▸ **PAGE EXTRACT**
++++++++

Yes, I'm Ready For Some Football
Patricia Field, New York City, 9/6/08

This is the Patricia Field HSN Line launch show. I think all those words, when used in that combination, are vivid enough to clue the reader in to the content of the show. This particular show has all the hassles of Marc Jacobs on a micro level; the delays, the overstuffed venue, makeshift backstage, belligerent weather and none of the payoff -- certainly not in blown-mind count or in sheer what-the-fuck-ness. Of course, the modern New York fashion show is a grand act of artistic shibai anyway, so any value found in the show itself is the result of missing the point entirely.

Patricia Field, New York City, 9/6/08

The Edison Hotel Ballroom is a dismal place near Times Square. I imagine the good people in charge spent a great deal of time trying to get the old people smell out.

++++++++

▸ **DATASET**
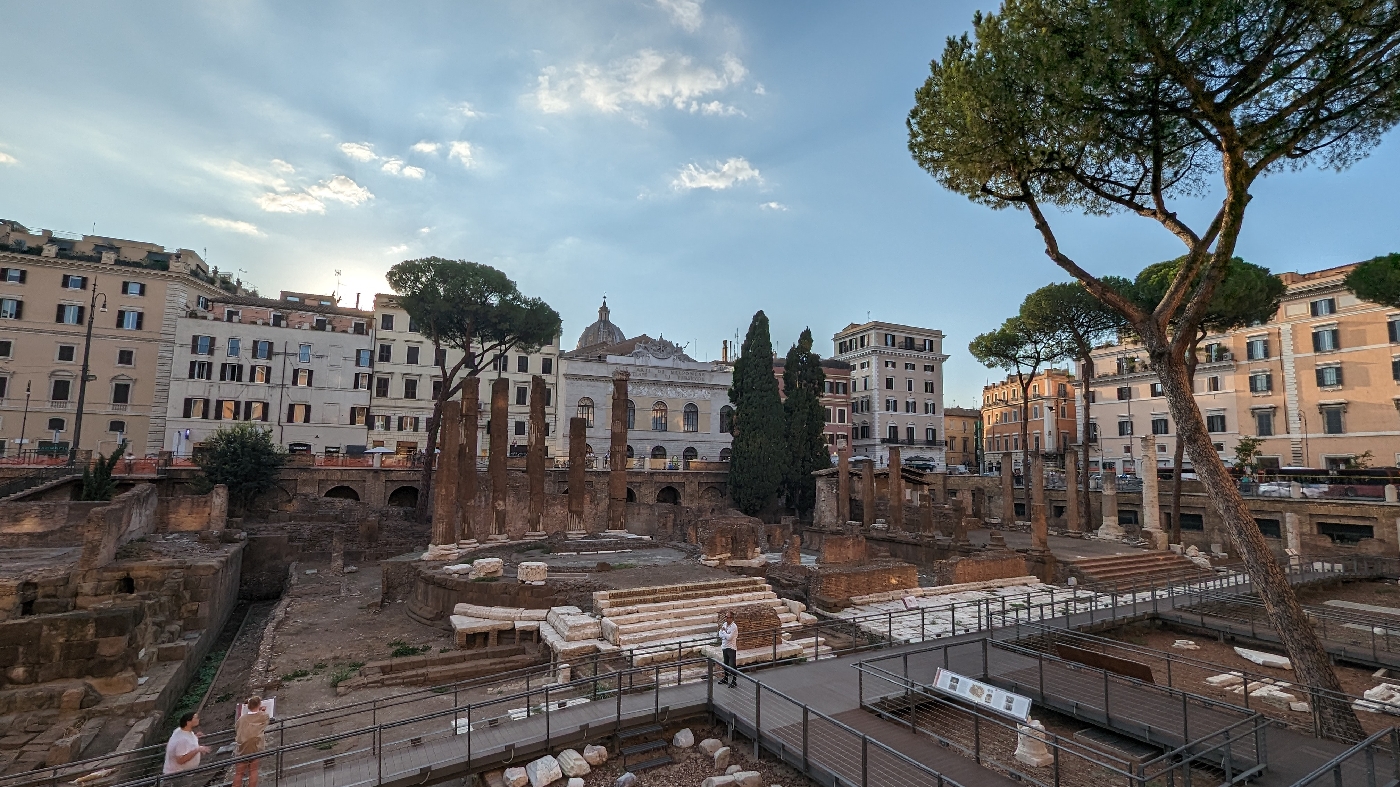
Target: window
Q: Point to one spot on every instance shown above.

++++++++

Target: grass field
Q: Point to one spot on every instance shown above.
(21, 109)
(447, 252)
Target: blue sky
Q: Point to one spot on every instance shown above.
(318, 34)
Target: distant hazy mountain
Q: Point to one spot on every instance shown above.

++++++++

▸ **REQUIRED TASK A**
According to the Patricia Field show review, why does any value found in the show itself come from missing the point? Answer in one to three sentences.
▸ **REQUIRED TASK B**
From the Patricia Field show review, extract the passage between "Yes, I'm Ready" and "the point entirely.", inclusive.

▸ **WORKED ANSWER A**
The review calls the modern New York fashion show a grand act of artistic shibai. The show itself is not the point, so anyone who finds value in it has missed the point entirely.

▸ **WORKED ANSWER B**
Yes, I'm Ready For Some Football
Patricia Field, New York City, 9/6/08

This is the Patricia Field HSN Line launch show. I think all those words, when used in that combination, are vivid enough to clue the reader in to the content of the show. This particular show has all the hassles of Marc Jacobs on a micro level; the delays, the overstuffed venue, makeshift backstage, belligerent weather and none of the payoff -- certainly not in blown-mind count or in sheer what-the-fuck-ness. Of course, the modern New York fashion show is a grand act of artistic shibai anyway, so any value found in the show itself is the result of missing the point entirely.